### Excerpts from a detection dataset
↓↓↓

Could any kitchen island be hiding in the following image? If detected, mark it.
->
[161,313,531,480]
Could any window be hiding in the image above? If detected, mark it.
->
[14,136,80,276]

↑↑↑

### Brief
Update the records by replacing "mark it" with "outline it" wherever it occurs. Write all the records out again, leaving everything else unchanged.

### Answer to the exercise
Could any kitchen island be hiding in the following image? If detected, outline it.
->
[161,313,531,480]
Could any window be hiding in the image above? If detected, outline it.
->
[14,136,80,276]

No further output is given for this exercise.